[Rows from a collection]
>>>>

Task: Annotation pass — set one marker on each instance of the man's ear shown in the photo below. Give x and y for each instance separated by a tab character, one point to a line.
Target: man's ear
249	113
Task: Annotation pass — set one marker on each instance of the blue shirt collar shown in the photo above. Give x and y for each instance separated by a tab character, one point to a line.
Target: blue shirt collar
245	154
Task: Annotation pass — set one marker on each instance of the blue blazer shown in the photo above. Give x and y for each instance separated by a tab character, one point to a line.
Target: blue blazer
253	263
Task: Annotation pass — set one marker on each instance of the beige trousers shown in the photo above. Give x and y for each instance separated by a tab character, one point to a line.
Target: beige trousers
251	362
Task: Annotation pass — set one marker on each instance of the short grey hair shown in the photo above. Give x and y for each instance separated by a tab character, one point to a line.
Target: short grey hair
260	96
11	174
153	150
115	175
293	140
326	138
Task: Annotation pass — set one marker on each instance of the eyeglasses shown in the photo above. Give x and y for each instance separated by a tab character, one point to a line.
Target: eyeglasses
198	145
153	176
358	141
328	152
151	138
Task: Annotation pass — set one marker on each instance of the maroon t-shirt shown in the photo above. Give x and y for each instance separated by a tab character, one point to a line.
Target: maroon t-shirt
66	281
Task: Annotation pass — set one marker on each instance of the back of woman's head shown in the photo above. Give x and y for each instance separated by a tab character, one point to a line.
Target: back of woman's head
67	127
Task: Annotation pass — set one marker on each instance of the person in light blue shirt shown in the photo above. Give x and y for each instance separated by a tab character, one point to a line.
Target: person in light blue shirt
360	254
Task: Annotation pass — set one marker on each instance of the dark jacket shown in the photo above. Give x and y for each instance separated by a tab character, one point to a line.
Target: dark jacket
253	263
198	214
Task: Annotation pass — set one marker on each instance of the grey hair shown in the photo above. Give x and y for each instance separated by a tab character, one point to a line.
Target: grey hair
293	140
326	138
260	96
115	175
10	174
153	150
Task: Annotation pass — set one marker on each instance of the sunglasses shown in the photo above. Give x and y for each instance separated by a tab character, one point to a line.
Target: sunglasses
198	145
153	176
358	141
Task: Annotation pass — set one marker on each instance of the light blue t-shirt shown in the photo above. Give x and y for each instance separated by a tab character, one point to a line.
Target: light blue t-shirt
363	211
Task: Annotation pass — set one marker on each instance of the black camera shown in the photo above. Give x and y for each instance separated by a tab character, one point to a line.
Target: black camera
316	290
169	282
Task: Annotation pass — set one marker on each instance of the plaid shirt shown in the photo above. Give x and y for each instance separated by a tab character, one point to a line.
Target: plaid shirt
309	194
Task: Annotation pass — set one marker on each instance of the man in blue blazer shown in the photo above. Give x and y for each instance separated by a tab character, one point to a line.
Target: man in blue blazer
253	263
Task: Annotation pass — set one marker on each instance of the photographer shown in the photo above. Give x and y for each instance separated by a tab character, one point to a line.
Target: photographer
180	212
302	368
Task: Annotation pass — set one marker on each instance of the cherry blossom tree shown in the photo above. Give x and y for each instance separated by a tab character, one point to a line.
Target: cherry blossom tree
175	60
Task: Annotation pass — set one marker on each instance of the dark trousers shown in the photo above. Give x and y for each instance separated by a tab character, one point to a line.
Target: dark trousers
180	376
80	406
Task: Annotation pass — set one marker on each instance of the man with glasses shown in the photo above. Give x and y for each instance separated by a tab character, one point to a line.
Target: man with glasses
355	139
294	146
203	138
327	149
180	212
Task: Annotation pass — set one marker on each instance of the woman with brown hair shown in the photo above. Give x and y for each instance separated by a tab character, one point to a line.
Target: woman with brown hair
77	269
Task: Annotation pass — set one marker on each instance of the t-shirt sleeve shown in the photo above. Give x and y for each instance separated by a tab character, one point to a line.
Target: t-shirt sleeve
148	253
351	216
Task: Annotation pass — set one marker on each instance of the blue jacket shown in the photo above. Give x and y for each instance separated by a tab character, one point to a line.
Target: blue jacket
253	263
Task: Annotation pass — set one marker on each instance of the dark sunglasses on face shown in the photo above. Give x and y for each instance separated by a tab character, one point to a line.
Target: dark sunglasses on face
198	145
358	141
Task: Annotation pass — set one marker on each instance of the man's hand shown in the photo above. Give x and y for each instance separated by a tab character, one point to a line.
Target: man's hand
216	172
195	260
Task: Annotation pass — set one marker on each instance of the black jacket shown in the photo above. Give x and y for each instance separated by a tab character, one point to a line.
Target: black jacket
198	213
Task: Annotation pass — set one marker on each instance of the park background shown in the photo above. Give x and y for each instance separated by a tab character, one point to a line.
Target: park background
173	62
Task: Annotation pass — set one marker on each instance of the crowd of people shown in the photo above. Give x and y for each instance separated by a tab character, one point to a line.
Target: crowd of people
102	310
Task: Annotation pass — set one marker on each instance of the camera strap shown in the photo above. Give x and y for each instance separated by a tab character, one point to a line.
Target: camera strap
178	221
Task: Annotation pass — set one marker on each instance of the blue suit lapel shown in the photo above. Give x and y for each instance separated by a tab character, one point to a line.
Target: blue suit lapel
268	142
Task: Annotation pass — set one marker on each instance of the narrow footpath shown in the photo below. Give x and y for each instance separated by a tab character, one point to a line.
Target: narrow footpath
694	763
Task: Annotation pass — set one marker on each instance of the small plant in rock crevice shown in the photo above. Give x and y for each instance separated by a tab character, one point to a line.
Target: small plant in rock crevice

<<<<

_Aim_:
Turn the rows above into a numbered list, beginning at the line that contains "of the small" and continuing through the last line of the rows. Leave out any blank lines.

_Result of this exercise_:
1. Task: Annotation pass — set one marker on each instance of the small plant in rock crevice shown in the photo above. Give x and y for each instance separated by a tab character, one point to a line.
2. Target: small plant in rock crevice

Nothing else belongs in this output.